----- Supplied passage
I was released after serving two months of my sentence. God began to speak to me through friends. First He had to show me that there was another road for my life, than what I had chosen. He had "ordered my steps" and I needed to be willing to say "yes" and walk in those steps. Through different sources I received a Word from the Lord about becoming a missionary in Youth With A Mission. For awhile I refused to accept that Word. However, through God's gentle nudging, I began to listen and follow His lead.

During all that, God gave me seven wonderful years with my mom before she died early in 1992. We became very close and I was able to tell her all my feelings about what had happened in my life. All those "secrets" I had kept for so many years I was able to tell her. I explained the anger I felt towards my father and what had happened regarding the abuse and the unhealthy lifestyle that it induced. God helped her to accept and understand. That was a wonderful release for me. God was healing and shaping me into the man He created and purposed me to be. Although I had desired "overnight" change, I realised that my healing was a process and God was doing a perfect work in me as I continued to yield and obey His Word.
----------
----- Data supplied
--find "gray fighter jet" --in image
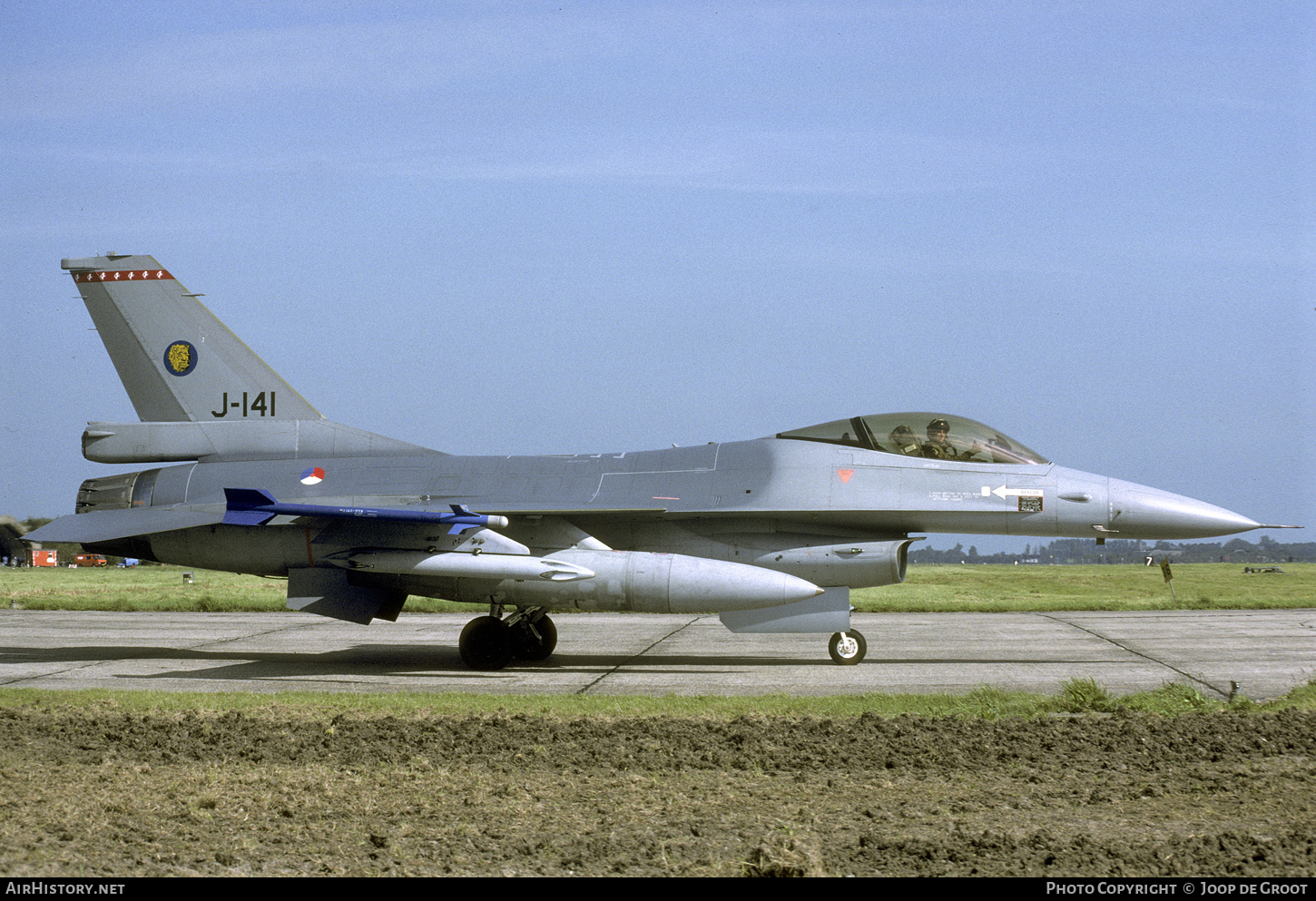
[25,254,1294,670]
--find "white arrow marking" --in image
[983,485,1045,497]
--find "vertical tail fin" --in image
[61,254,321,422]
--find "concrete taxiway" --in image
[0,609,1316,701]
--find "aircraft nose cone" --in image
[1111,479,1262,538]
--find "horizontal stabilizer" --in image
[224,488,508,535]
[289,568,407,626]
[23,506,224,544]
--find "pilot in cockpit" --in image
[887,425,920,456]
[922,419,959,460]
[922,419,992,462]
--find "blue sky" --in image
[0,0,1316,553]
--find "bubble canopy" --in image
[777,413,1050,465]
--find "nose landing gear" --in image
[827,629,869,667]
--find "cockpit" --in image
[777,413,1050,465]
----------
----- Data supplied
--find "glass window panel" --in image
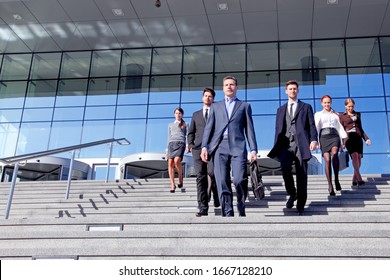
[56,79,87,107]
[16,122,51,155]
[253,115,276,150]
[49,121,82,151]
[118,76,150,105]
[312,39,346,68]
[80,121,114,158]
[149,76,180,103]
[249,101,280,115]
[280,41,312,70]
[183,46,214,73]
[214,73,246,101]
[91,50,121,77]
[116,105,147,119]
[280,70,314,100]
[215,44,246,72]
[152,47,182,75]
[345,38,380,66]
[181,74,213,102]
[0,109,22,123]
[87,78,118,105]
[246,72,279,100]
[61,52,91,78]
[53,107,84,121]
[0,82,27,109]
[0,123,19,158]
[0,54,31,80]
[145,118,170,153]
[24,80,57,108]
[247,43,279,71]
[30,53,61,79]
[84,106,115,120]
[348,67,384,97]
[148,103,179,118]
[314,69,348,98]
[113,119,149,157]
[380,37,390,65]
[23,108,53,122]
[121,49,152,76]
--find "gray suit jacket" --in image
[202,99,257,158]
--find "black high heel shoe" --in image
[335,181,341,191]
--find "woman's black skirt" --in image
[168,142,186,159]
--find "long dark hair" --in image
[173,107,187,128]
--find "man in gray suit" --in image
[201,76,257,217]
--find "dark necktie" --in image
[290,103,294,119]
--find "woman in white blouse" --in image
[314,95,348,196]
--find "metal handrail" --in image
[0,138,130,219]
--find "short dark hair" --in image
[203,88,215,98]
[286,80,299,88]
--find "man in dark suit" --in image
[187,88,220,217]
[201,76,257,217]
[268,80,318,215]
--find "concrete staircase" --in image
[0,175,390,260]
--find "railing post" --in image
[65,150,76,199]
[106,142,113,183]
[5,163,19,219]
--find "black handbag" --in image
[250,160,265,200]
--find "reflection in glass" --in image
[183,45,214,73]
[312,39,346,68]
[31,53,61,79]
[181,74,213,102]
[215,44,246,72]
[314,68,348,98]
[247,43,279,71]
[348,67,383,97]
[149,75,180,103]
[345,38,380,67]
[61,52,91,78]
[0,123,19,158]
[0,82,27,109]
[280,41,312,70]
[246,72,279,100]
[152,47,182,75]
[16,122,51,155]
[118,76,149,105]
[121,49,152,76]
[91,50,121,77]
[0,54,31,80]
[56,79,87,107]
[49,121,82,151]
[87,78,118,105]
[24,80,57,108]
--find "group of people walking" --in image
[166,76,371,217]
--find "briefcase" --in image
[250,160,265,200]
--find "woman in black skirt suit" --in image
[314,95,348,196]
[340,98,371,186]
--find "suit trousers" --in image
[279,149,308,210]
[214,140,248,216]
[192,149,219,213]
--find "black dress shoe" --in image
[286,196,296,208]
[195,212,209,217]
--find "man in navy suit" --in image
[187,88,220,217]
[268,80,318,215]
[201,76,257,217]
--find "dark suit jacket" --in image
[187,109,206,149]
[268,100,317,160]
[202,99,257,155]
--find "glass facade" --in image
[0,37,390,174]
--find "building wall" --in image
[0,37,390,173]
----------
* **Your goal**:
Resume the personal testimony about release from prison and healing after its final sentence and continue writing it.

* **Written answer**:
After my mother's death, I left my home in California to travel to Lausanne, Switzerland for Youth With A Mission's Crossroads Discipleship Training School, where I was trained in cross-cultural missions. During five very productive years in Europe, I moved into a staff position and began to train others. God brought me those who were broken, even within the mission. I was accepted by heterosexual males, which deepened God's healing in me from the rejection I had perceived from my father. In addition, I also attended the intensive Biblical Counselling School with YWAM, Amsterdam. In January 1993, in Lausanne, God gave me the vision to bring hope to those who have none, through educating the Church, as well as developing a network of global teaching teams to do the job. The idea overwhelmed me. One year later Loren Cunningham, the founder of YWAM, gave me a Scripture he believed the Lord wanted to speak to me: In John 14, Jesus says that He goes away to prepare a place for us. Loren believed that God was preparing a specific place of ministry for me. Two years later God sent me to South Africa and within the first three months, the leaders around me knew that the Cape area was the place that God had prepared for me.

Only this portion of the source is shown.